Data records:
# # # # # # #
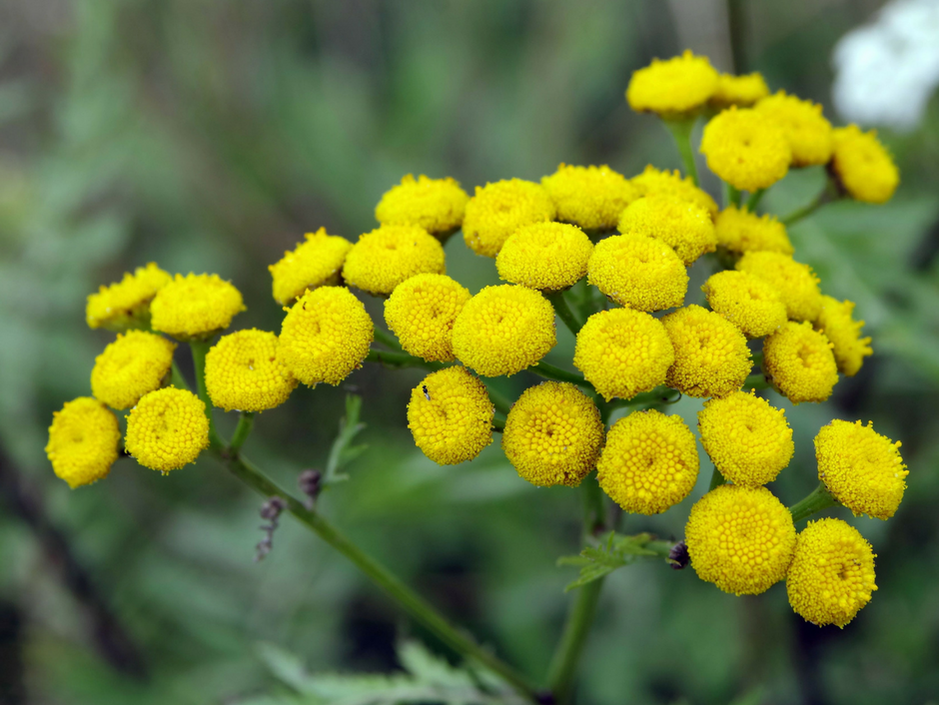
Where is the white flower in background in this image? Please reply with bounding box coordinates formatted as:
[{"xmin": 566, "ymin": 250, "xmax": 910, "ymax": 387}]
[{"xmin": 832, "ymin": 0, "xmax": 939, "ymax": 130}]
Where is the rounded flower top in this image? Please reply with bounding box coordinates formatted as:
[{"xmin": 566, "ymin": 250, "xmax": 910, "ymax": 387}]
[
  {"xmin": 685, "ymin": 485, "xmax": 796, "ymax": 595},
  {"xmin": 46, "ymin": 397, "xmax": 121, "ymax": 489},
  {"xmin": 463, "ymin": 179, "xmax": 557, "ymax": 257},
  {"xmin": 496, "ymin": 223, "xmax": 593, "ymax": 291},
  {"xmin": 574, "ymin": 308, "xmax": 675, "ymax": 401},
  {"xmin": 277, "ymin": 286, "xmax": 375, "ymax": 387},
  {"xmin": 701, "ymin": 106, "xmax": 792, "ymax": 191},
  {"xmin": 502, "ymin": 382, "xmax": 603, "ymax": 487},
  {"xmin": 85, "ymin": 262, "xmax": 172, "ymax": 330},
  {"xmin": 342, "ymin": 225, "xmax": 446, "ymax": 294},
  {"xmin": 453, "ymin": 284, "xmax": 557, "ymax": 377},
  {"xmin": 150, "ymin": 273, "xmax": 245, "ymax": 340},
  {"xmin": 815, "ymin": 420, "xmax": 909, "ymax": 519},
  {"xmin": 268, "ymin": 228, "xmax": 352, "ymax": 306},
  {"xmin": 662, "ymin": 305, "xmax": 753, "ymax": 397},
  {"xmin": 597, "ymin": 409, "xmax": 699, "ymax": 514},
  {"xmin": 408, "ymin": 367, "xmax": 495, "ymax": 465},
  {"xmin": 698, "ymin": 392, "xmax": 795, "ymax": 487},
  {"xmin": 124, "ymin": 387, "xmax": 209, "ymax": 474},
  {"xmin": 205, "ymin": 328, "xmax": 297, "ymax": 412},
  {"xmin": 385, "ymin": 274, "xmax": 471, "ymax": 362},
  {"xmin": 91, "ymin": 330, "xmax": 176, "ymax": 409}
]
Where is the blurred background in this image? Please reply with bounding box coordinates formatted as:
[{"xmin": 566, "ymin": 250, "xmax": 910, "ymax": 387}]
[{"xmin": 0, "ymin": 0, "xmax": 939, "ymax": 705}]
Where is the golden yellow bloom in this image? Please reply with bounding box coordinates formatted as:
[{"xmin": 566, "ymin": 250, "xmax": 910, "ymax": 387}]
[
  {"xmin": 375, "ymin": 174, "xmax": 469, "ymax": 237},
  {"xmin": 831, "ymin": 125, "xmax": 900, "ymax": 203},
  {"xmin": 736, "ymin": 252, "xmax": 822, "ymax": 321},
  {"xmin": 662, "ymin": 305, "xmax": 753, "ymax": 397},
  {"xmin": 541, "ymin": 164, "xmax": 639, "ymax": 230},
  {"xmin": 85, "ymin": 262, "xmax": 172, "ymax": 330},
  {"xmin": 685, "ymin": 485, "xmax": 796, "ymax": 595},
  {"xmin": 91, "ymin": 330, "xmax": 176, "ymax": 409},
  {"xmin": 701, "ymin": 270, "xmax": 788, "ymax": 338},
  {"xmin": 698, "ymin": 392, "xmax": 795, "ymax": 487},
  {"xmin": 268, "ymin": 228, "xmax": 352, "ymax": 306},
  {"xmin": 277, "ymin": 286, "xmax": 375, "ymax": 387},
  {"xmin": 150, "ymin": 272, "xmax": 245, "ymax": 340},
  {"xmin": 763, "ymin": 321, "xmax": 838, "ymax": 404},
  {"xmin": 502, "ymin": 382, "xmax": 603, "ymax": 487},
  {"xmin": 786, "ymin": 519, "xmax": 877, "ymax": 627},
  {"xmin": 701, "ymin": 106, "xmax": 792, "ymax": 191},
  {"xmin": 453, "ymin": 284, "xmax": 557, "ymax": 377},
  {"xmin": 626, "ymin": 50, "xmax": 718, "ymax": 116},
  {"xmin": 408, "ymin": 367, "xmax": 495, "ymax": 465},
  {"xmin": 496, "ymin": 223, "xmax": 593, "ymax": 291},
  {"xmin": 815, "ymin": 420, "xmax": 909, "ymax": 519},
  {"xmin": 385, "ymin": 274, "xmax": 471, "ymax": 362},
  {"xmin": 574, "ymin": 308, "xmax": 675, "ymax": 401},
  {"xmin": 617, "ymin": 194, "xmax": 717, "ymax": 265},
  {"xmin": 463, "ymin": 179, "xmax": 557, "ymax": 257},
  {"xmin": 815, "ymin": 296, "xmax": 874, "ymax": 377},
  {"xmin": 587, "ymin": 233, "xmax": 688, "ymax": 311},
  {"xmin": 342, "ymin": 225, "xmax": 446, "ymax": 294},
  {"xmin": 46, "ymin": 397, "xmax": 121, "ymax": 489},
  {"xmin": 124, "ymin": 387, "xmax": 209, "ymax": 474},
  {"xmin": 205, "ymin": 328, "xmax": 297, "ymax": 411},
  {"xmin": 597, "ymin": 409, "xmax": 699, "ymax": 514}
]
# # # # # # #
→ Exercise requirements
Identify each line of the records above that contains the string "background", and copy those lines. Case counts.

→ Exercise result
Where is the white flower in background in this image? Please reply with bounding box coordinates formatted as:
Where is the blurred background in this image? Please reply with bounding box coordinates formatted as:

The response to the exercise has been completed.